__TASK DIRECTIONS__. State how many lines in the items below contain the word "column". Give only the number.

__EXERCISE INPUT__.
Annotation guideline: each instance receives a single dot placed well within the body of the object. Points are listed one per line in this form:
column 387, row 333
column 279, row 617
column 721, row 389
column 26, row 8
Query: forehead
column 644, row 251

__REPLY TO THE EXERCISE__. 5